▶ **Goal of the exercise**
Please identify each line below that contains the word "obelisk", and copy every such line.

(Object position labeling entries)
====================

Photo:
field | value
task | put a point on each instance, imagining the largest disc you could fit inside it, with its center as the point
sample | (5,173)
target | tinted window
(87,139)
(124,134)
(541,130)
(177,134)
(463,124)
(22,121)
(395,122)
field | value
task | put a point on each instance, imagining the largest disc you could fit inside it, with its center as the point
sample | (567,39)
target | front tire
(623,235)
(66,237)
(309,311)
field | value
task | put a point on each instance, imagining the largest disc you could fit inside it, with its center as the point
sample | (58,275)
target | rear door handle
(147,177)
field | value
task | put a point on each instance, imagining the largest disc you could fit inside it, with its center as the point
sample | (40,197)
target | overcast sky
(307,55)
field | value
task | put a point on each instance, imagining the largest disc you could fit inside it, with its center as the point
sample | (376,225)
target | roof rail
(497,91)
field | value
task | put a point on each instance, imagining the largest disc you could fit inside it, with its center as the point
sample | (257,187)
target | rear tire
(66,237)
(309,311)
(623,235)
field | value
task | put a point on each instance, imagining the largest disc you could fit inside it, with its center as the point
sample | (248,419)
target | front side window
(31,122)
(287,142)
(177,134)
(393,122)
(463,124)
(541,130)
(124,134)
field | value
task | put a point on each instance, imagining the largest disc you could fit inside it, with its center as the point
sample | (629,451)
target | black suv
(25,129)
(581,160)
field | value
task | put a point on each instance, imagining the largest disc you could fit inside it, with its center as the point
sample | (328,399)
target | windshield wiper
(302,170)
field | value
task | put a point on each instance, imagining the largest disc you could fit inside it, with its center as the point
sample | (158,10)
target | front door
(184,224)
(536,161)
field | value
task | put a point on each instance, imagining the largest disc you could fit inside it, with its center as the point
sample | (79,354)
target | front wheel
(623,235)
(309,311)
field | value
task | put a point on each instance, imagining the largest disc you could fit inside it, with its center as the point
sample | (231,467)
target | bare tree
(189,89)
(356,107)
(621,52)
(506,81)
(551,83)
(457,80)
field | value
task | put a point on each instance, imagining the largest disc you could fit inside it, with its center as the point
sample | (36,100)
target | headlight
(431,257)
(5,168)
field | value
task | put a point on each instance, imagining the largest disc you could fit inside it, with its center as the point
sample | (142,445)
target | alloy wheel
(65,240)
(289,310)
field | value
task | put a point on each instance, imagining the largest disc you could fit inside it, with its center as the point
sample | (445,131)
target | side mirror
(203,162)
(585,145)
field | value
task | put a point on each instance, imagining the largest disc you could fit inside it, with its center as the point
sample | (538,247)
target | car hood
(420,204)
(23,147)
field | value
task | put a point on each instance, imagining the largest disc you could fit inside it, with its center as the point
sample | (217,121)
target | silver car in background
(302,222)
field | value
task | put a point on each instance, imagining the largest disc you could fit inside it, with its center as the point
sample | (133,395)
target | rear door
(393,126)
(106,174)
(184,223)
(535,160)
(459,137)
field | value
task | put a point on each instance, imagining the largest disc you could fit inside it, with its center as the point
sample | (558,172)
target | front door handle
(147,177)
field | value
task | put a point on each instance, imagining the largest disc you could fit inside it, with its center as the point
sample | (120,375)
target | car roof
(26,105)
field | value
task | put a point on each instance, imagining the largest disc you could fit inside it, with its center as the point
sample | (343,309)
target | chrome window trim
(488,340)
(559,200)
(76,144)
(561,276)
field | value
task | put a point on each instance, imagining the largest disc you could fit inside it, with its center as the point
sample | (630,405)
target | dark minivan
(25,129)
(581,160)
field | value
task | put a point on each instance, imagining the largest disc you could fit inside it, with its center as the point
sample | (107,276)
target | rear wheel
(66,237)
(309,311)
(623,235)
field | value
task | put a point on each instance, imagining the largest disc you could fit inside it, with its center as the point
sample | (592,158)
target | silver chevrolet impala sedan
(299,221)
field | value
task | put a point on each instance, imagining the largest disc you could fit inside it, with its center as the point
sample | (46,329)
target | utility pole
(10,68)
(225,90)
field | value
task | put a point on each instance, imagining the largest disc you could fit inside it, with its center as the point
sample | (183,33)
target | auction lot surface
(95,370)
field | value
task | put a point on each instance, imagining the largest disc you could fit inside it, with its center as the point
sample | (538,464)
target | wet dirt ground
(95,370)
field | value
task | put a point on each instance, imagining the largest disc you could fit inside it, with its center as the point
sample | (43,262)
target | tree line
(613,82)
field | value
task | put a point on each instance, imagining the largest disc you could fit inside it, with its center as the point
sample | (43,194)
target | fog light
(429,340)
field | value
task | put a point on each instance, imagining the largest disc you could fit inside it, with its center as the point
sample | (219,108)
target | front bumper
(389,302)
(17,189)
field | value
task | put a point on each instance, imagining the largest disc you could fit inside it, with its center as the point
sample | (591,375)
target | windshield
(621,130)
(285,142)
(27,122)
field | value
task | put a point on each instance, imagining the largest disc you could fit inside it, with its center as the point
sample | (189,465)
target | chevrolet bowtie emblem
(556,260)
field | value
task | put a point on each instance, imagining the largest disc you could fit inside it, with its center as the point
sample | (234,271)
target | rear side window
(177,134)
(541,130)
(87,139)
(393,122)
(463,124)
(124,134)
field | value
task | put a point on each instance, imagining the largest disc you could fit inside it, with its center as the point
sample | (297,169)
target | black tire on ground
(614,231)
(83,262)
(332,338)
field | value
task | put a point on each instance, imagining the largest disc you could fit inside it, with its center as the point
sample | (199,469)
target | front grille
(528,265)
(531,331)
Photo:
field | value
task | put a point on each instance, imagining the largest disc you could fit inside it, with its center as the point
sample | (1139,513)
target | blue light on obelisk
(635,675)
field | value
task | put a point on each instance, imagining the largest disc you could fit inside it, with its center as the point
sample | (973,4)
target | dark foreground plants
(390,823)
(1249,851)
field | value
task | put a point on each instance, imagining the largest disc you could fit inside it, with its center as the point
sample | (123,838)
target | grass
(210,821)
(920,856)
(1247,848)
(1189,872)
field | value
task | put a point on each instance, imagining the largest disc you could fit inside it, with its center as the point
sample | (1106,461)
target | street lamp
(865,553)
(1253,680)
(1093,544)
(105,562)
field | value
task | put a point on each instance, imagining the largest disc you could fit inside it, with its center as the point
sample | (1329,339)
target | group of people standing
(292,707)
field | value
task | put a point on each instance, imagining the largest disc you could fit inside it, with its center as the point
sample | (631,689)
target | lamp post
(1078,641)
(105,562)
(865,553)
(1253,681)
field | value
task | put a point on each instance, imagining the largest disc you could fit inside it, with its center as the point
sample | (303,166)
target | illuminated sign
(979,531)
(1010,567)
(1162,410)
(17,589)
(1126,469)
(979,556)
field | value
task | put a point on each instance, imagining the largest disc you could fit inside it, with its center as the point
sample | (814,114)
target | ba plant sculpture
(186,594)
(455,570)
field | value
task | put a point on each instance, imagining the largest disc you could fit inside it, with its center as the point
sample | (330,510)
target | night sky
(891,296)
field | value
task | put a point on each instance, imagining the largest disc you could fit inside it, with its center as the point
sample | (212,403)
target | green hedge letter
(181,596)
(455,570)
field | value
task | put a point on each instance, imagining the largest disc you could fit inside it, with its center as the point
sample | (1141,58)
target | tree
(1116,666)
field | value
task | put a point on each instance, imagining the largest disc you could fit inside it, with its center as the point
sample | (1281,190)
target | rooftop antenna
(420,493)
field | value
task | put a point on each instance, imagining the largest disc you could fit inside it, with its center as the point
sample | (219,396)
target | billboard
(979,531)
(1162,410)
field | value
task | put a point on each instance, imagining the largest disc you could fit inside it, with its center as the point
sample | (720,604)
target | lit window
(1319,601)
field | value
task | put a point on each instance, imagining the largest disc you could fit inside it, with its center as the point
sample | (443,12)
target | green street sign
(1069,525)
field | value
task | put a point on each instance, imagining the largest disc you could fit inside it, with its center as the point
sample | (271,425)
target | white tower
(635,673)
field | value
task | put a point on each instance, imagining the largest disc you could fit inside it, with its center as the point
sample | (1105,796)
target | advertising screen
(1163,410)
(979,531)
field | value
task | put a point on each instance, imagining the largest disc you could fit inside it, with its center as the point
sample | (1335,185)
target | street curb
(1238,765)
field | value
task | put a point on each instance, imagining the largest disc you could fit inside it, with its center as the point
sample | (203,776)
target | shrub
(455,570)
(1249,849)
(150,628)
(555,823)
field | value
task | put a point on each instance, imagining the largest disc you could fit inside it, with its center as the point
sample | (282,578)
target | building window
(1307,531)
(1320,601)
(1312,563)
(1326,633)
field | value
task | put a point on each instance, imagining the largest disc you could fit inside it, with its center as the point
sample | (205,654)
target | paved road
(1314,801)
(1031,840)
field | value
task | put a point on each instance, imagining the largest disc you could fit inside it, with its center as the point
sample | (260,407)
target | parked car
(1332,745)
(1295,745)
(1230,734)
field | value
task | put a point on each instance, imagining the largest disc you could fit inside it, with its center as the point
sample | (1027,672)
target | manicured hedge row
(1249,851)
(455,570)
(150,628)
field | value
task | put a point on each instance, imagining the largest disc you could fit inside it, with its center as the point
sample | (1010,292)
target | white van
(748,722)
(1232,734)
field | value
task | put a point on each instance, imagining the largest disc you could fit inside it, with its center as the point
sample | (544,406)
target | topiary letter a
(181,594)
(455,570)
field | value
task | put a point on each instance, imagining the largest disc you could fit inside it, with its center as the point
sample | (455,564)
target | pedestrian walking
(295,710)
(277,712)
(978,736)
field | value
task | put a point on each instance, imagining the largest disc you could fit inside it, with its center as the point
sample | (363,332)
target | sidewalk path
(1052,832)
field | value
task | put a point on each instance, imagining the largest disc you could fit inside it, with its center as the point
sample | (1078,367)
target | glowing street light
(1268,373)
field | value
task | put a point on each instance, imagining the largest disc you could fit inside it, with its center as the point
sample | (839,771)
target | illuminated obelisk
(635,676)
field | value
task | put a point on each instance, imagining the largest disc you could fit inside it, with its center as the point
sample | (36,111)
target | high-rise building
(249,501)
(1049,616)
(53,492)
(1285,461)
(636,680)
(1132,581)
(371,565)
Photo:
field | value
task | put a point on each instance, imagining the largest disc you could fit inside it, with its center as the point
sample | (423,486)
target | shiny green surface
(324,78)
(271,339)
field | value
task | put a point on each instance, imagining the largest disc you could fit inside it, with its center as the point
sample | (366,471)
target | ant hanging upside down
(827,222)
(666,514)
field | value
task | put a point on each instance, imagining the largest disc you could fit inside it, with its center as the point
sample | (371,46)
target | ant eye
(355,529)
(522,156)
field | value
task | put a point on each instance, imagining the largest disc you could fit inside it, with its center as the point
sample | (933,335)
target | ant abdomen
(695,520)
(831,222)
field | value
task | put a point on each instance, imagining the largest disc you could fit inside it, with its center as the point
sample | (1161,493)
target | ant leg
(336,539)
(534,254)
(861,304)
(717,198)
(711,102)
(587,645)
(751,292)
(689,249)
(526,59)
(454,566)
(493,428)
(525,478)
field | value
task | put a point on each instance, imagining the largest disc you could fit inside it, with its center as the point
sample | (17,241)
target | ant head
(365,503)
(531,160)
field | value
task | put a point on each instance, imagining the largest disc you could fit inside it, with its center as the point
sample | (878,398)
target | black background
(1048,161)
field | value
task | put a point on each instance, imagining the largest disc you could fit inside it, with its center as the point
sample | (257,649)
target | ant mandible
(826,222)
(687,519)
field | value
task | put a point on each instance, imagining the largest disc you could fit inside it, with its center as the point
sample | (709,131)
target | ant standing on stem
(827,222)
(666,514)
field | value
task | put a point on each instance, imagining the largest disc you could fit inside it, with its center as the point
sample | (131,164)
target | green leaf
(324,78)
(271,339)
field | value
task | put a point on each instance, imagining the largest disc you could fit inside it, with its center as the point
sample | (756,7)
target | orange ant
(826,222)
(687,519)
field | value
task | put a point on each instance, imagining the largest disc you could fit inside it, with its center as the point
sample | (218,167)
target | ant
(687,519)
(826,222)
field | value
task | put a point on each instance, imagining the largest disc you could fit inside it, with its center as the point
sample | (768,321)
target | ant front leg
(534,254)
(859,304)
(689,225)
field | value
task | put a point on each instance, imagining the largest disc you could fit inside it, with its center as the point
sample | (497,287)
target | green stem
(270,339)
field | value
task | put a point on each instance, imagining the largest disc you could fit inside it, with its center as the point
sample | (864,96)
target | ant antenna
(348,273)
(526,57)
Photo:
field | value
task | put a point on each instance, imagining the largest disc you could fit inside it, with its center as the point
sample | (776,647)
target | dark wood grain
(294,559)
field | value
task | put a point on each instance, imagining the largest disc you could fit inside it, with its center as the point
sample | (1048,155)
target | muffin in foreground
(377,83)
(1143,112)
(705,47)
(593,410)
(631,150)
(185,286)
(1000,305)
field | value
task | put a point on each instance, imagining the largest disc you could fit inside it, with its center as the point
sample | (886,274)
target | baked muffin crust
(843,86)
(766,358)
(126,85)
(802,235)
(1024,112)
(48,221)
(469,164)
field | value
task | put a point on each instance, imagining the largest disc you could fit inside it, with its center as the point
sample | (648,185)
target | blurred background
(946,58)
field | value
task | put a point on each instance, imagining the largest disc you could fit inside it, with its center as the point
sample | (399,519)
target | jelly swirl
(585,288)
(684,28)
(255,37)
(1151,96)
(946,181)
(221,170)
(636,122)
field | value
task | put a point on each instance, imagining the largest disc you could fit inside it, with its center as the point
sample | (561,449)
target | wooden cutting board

====================

▶ **Correct result**
target | blue light on obelisk
target | illuminated obelisk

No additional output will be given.